TESTO FORNITO
---+---
Cultura
RAVENNA FESTIVAL / Intervista a Paolo Rumiz
"Racconto il mito di Europa ambientandolo nel Mediterraneo di oggi. Noi usiamo il mare per la vacanza, ma abbiamo dimenticato il ruolo che abbiamo sempre avuto nella storia, quello di essere il baricentro di un mare unico al mondo"
Il mito greco di Europa, l’importanza del Mediterraneo per la nostra storia e la nostra cultura, l’evidente contraddizione con una cronaca che ci parla quotidianamente di barconi, di migranti e di intolleranze. Tutto questo può diventare anche un poema in musica: quanto più intrigante se l’autore è un giornalista come Paolo Rumiz, costante viaggiatore, straordinario cantore del nostro continente e delle commistioni fra oriente e occidente.
Assieme al flautista Fabio Mina, Rumiz farà tappa questa sera allo stadio dei Pini di Cervia per Ravenna Festival, con lo spettacolo “Quell’Europa che viene da Oriente”.
Rumiz, che spettacolo dobbiamo aspettarci?
Da due anni e mezzo, fra continue interruzioni, sto scrivendo un libro in endecasillabi in cui racconto il mito di Europa ambientandolo nel Mediterraneo di oggi. Non è ancora finito: la Pandemia era occasione perfetta per chiuderlo, ma le cose che succedevano erano più importanti, allora ho scritto un altro libro sul pericolo del catastrofismo generalizzato, e spero di pubblicare questo entro il 2020. Ne leggerò comunque molti estratti: col flauto traverso di Fabio Mina che accompagnerà il racconto in modo spontaneo, seguendo il ritmo del verso.
Perché il mito di Europa?
Intanto perché un mito è sempre valido, non muore, si riattualizza con gli eventi. Questo racconta di una principessa libanese, chiamata Europa, che viene rapita da Giove: il re degli Dei si trasforma in come toro bianco mansueto, la fa salire sulle spalle e se la porta a nuoto – un’immagine stupenda - per tre giorni fino a Creta, dove all’ombra di gigantesco albero la possiede, dopo essersi trasformato in aquila.
Il Mediterraneo come patria comune è un concetto caro a una lunghissima tradizione, culturale e storica: basti pensare, anche in tempi recenti, alle opere di Braudel o Matvejevic. Però la cronaca odierna fa pensare che molti italiani non abbiano più questa percezione.
---+---
SCOPO DELL'ESERCIZIO
Ricopia dall'intervista a Paolo Rumiz il passo che va da "Intanto perché un" fino a "trasformato in aquila." compreso.

(Dati di puntamento per espressioni referenziali)
---+---
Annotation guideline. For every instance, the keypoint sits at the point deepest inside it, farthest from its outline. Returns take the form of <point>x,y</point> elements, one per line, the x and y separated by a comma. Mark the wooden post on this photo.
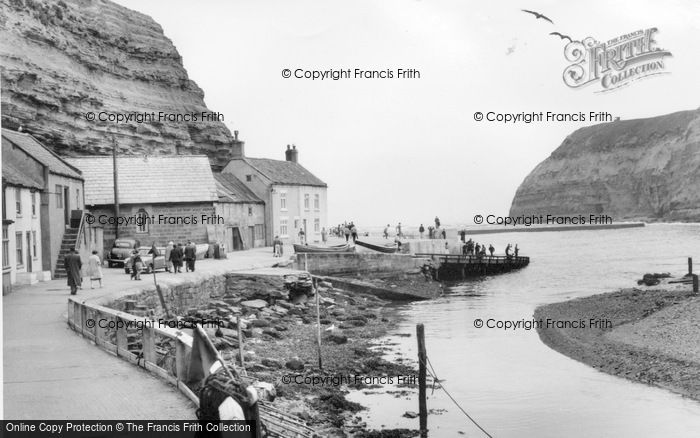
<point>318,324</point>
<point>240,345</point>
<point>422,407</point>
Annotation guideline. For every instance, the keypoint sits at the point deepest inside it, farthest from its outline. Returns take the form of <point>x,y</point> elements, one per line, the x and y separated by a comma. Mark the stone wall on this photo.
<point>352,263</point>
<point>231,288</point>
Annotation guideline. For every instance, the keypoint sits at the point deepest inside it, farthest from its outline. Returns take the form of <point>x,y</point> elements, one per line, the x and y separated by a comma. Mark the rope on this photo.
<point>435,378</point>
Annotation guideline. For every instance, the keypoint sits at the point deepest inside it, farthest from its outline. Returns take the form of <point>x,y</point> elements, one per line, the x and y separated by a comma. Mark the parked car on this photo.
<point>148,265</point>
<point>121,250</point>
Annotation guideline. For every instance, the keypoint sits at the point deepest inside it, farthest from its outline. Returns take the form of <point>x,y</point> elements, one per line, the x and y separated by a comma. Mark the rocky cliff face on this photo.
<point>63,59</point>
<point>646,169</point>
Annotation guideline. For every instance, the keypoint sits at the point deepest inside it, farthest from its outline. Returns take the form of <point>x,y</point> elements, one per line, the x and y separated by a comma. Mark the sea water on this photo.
---+---
ESERCIZIO SVOLTO
Intanto perché un mito è sempre valido, non muore, si riattualizza con gli eventi. Questo racconta di una principessa libanese, chiamata Europa, che viene rapita da Giove: il re degli Dei si trasforma in come toro bianco mansueto, la fa salire sulle spalle e se la porta a nuoto – un’immagine stupenda - per tre giorni fino a Creta, dove all’ombra di gigantesco albero la possiede, dopo essersi trasformato in aquila.